■ **Lines of data**:
=====

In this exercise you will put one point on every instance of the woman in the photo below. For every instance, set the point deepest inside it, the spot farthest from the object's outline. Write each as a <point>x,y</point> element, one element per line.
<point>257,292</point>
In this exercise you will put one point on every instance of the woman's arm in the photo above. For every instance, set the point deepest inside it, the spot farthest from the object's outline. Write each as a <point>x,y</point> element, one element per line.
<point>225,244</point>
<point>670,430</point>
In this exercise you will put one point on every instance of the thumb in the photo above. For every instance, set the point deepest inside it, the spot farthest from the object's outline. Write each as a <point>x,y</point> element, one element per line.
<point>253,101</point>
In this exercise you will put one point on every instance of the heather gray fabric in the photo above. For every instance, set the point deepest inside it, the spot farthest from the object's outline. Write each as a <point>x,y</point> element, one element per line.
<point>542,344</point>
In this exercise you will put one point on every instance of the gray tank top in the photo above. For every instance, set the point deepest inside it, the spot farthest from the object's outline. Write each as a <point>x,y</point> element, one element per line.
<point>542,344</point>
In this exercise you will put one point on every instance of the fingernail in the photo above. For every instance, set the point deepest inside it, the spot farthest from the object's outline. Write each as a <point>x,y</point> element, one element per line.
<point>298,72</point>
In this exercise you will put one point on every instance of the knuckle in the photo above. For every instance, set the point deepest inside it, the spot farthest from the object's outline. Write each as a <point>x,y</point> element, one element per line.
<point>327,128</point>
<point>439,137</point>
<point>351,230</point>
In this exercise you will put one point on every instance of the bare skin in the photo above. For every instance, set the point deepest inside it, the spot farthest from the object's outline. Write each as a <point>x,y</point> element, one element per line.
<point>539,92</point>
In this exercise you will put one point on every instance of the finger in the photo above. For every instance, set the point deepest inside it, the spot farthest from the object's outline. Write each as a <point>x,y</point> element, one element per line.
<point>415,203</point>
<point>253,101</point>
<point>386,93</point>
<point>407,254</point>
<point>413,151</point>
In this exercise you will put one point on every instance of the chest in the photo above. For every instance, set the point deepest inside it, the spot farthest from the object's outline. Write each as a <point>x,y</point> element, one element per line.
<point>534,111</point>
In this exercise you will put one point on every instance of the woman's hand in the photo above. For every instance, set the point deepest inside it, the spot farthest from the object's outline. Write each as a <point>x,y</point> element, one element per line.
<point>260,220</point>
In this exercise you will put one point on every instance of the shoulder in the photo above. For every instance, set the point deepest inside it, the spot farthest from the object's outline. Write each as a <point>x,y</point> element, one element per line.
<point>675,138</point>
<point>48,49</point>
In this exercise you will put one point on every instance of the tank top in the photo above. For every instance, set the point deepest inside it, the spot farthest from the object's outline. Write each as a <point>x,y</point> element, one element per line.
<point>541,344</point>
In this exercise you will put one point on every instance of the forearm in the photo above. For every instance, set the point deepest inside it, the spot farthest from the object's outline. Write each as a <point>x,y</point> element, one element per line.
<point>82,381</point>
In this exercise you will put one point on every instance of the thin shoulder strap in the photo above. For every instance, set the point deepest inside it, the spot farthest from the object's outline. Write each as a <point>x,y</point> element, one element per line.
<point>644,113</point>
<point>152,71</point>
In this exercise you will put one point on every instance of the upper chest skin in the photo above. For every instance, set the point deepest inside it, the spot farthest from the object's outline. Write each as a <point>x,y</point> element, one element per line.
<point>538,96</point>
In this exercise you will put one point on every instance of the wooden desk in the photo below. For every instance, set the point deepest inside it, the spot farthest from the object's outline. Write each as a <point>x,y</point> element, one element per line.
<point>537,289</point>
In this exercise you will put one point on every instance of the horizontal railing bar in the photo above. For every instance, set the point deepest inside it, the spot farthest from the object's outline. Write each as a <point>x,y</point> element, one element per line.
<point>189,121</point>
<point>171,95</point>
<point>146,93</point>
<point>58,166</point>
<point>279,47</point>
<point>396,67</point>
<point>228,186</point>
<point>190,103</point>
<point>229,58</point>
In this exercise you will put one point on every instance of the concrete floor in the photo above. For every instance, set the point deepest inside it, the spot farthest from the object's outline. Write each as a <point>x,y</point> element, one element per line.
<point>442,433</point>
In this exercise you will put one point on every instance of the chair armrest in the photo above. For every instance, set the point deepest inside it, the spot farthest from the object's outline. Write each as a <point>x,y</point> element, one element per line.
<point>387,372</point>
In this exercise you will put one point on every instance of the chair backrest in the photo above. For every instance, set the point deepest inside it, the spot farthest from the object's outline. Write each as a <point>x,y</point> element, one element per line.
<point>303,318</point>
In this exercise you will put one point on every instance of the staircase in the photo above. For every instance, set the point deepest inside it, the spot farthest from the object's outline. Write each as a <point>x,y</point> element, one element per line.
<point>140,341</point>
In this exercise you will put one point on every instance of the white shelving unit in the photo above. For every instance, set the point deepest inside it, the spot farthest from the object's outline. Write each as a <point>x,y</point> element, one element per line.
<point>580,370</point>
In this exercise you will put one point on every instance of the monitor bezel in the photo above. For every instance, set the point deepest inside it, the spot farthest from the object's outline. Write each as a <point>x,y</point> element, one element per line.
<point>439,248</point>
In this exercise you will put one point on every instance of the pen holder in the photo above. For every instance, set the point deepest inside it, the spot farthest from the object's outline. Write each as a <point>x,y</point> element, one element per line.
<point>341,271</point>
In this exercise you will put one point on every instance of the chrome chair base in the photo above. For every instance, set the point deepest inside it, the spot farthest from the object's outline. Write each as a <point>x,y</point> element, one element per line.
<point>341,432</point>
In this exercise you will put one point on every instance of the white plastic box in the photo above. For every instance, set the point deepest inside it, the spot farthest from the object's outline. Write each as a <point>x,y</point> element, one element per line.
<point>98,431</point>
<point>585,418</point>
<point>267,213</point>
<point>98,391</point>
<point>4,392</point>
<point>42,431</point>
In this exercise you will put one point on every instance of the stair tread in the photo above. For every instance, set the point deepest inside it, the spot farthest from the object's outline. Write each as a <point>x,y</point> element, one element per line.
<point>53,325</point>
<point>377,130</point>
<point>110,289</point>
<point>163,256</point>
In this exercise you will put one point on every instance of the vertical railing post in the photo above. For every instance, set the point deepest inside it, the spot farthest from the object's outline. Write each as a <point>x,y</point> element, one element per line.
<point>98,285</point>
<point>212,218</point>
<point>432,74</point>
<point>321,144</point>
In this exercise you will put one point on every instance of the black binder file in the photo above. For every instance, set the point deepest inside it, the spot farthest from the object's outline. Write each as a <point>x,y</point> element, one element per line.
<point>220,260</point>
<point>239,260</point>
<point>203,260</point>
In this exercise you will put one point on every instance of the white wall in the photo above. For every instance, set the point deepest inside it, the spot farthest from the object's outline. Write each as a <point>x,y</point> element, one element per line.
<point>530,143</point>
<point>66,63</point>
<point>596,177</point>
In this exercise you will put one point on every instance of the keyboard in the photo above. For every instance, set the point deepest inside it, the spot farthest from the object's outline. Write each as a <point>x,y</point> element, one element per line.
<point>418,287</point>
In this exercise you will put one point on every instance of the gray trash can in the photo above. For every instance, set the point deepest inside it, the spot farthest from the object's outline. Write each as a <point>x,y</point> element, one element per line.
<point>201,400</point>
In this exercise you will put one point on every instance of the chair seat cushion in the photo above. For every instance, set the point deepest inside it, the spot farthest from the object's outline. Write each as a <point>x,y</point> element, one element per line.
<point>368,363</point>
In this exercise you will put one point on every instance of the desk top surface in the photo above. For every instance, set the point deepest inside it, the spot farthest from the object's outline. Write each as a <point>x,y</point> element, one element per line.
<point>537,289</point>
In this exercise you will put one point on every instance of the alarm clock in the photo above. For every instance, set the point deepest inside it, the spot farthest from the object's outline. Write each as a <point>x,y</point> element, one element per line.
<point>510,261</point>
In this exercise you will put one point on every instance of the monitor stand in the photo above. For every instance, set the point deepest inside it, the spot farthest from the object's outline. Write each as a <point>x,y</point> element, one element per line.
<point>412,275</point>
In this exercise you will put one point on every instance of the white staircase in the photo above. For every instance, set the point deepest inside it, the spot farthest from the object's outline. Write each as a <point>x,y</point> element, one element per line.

=====

■ **Request**: Rename "staircase" to "stairway" in the items from the line with "the chair backrest" to the line with "<point>140,341</point>". Return only those lines, with nothing else changed.

■ **Solution for this problem**:
In this exercise you will put one point on every instance of the chair backrest in the photo above. For every instance, set the point deepest inside it, the spot farthest from the object's outline. Write each as a <point>x,y</point> element, one element per line.
<point>303,318</point>
In this exercise you will put one point on every instance of the stairway in the photo above. For every instance, set the point deepest inside it, the spot farthest from the object's outline. Write each as a <point>x,y</point> element, one element per line.
<point>140,341</point>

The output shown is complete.